NewBase64



New Base 64

 

A base 64 numbering system using only print-safe and URL-safe ASCII numbers and letters.

 or

a side effect of creating a variable precision short geo URL encoding scheme.

 

Tantek Çelik, 2010-075

shortlink: http://ttk.me/w/NewBase64

 

introduction

 

I wanted to create a variable precision encoding for geo coordinates (latitude and longitude) in order to represent them via short URLs, and determined that octal coordinates would compress pair by pair into base 64 character by character (OctalGeo). Given that I had already developed a print/URL/ID safe base 60 numbering system from ASCII characters (NewBase60), it seemed logical to start with that to see if it was possible to extend it to base 64, while minimally relaxing the original design constraints and maintaining print/URL safety at a minimum.

 

background

 

See first the "URL shortening" and "Methodology" sections of NewBase60, as those both apply here.

 

Since NewBase60 used up all the characters that satisfied the "Identifier compatibility" design methodology criteria, specifically "HTML ID and NAME tokens", this constraint must be relaxed in order to find four more characters for encoding the decimal numbers 60, 61, 62, 63. 

 

The drivers of the "Identifier compatibility" constraint were URLs, HTML ID attributes, and identifiers in computer languages. The latter two lack the necessary four remaining characters, and thus we drop them.

SHORT EXERCISE -> In the New Base 64 page, which four decimal numbers require new characters beyond those used in NewBase60? Rely only on the New Base 64 page for your answer.

Photo-based point labeling data:

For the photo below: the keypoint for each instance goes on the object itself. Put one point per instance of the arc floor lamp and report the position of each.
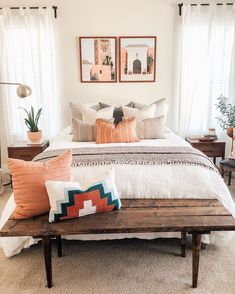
(22, 92)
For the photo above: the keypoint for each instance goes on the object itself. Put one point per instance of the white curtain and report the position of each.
(27, 55)
(206, 66)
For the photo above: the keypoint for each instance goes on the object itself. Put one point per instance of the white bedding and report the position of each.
(137, 181)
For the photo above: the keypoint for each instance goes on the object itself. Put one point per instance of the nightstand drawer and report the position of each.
(26, 152)
(22, 154)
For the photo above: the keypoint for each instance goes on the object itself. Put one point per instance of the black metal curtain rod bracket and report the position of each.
(35, 7)
(180, 5)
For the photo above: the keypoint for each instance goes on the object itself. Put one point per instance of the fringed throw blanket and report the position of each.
(133, 155)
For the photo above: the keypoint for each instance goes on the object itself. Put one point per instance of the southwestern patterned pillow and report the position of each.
(71, 200)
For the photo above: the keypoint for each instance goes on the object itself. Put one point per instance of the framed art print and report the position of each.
(98, 59)
(137, 59)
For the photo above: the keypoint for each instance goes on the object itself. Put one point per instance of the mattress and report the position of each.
(137, 181)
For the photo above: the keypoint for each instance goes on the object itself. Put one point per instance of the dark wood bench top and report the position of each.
(196, 216)
(136, 216)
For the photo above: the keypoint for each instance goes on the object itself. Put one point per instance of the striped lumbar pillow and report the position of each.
(82, 131)
(124, 132)
(90, 115)
(151, 128)
(71, 199)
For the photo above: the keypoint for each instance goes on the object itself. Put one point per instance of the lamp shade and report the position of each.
(24, 91)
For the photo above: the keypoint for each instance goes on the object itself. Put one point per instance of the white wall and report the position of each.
(113, 18)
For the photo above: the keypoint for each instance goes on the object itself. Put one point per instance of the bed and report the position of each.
(137, 181)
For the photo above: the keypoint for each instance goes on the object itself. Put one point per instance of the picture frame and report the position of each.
(137, 59)
(98, 59)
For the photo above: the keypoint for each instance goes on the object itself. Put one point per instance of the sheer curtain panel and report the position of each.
(206, 67)
(27, 55)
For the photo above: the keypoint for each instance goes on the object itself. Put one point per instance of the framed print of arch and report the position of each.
(137, 59)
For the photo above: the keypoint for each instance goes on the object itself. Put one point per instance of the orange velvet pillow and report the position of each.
(124, 132)
(29, 179)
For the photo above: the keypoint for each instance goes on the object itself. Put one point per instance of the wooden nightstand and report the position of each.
(21, 150)
(211, 149)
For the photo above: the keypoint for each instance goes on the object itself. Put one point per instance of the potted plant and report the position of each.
(31, 122)
(227, 118)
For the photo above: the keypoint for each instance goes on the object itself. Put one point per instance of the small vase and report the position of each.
(230, 132)
(35, 137)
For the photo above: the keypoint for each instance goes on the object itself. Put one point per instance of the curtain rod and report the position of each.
(34, 7)
(202, 4)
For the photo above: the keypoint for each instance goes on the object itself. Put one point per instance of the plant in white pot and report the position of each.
(227, 118)
(31, 122)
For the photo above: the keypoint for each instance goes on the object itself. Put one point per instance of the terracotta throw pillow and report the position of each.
(29, 179)
(124, 132)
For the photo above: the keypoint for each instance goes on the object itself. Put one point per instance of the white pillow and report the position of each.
(161, 107)
(73, 199)
(90, 115)
(139, 114)
(76, 108)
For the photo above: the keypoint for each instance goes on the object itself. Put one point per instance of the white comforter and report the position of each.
(137, 181)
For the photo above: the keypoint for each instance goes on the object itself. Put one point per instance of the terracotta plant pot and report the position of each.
(35, 137)
(230, 132)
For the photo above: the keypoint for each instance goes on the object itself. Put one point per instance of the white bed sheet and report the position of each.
(138, 181)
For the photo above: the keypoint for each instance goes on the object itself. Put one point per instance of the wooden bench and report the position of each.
(195, 217)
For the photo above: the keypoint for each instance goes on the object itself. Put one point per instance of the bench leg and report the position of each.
(183, 243)
(196, 252)
(46, 241)
(59, 246)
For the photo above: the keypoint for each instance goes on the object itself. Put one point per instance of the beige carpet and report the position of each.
(127, 266)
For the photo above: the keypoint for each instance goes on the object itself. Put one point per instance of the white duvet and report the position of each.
(137, 181)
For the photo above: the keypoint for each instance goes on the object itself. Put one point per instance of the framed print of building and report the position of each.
(137, 59)
(98, 59)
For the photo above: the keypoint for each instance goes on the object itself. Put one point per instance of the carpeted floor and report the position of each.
(127, 266)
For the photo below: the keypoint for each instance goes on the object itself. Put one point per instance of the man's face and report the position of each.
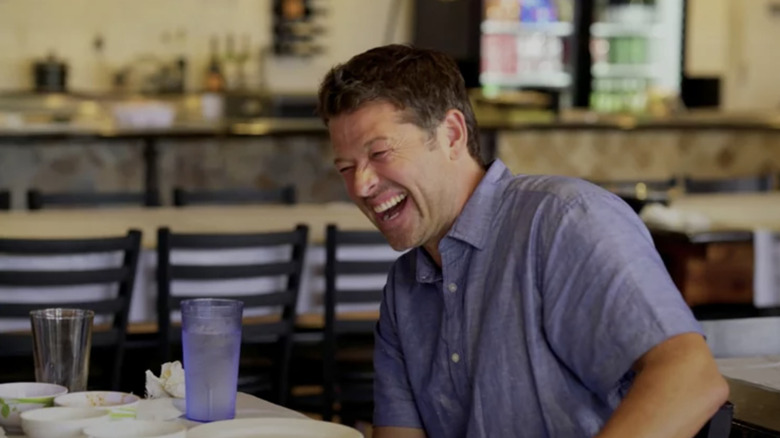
(396, 173)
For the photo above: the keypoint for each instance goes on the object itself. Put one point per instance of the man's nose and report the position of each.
(365, 181)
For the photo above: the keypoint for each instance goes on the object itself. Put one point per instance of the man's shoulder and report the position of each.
(559, 189)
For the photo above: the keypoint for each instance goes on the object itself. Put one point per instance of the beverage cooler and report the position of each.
(612, 56)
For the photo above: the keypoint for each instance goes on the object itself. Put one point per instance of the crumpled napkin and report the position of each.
(169, 384)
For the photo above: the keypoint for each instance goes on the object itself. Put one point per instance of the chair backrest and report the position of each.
(759, 183)
(352, 259)
(631, 186)
(37, 200)
(22, 285)
(281, 195)
(276, 262)
(5, 200)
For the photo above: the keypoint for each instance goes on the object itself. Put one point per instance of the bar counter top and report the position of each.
(506, 119)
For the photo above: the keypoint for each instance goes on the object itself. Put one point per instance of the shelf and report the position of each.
(558, 28)
(604, 70)
(606, 30)
(527, 80)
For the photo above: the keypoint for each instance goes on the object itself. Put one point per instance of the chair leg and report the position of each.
(116, 372)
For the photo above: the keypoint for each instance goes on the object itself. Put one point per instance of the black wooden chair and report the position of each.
(759, 183)
(270, 339)
(5, 200)
(281, 195)
(37, 200)
(348, 374)
(116, 308)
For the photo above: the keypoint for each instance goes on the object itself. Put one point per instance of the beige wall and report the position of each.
(737, 39)
(615, 155)
(132, 28)
(708, 36)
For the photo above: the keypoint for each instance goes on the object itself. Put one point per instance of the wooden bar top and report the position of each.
(80, 223)
(734, 211)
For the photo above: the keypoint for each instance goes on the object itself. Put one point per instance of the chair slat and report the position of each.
(64, 246)
(281, 195)
(37, 200)
(353, 326)
(367, 267)
(227, 272)
(233, 241)
(266, 299)
(359, 296)
(118, 308)
(63, 278)
(363, 238)
(5, 200)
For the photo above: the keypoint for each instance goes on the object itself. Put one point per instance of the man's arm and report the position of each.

FINISHED ANSWER -> 60, 61, 62, and 63.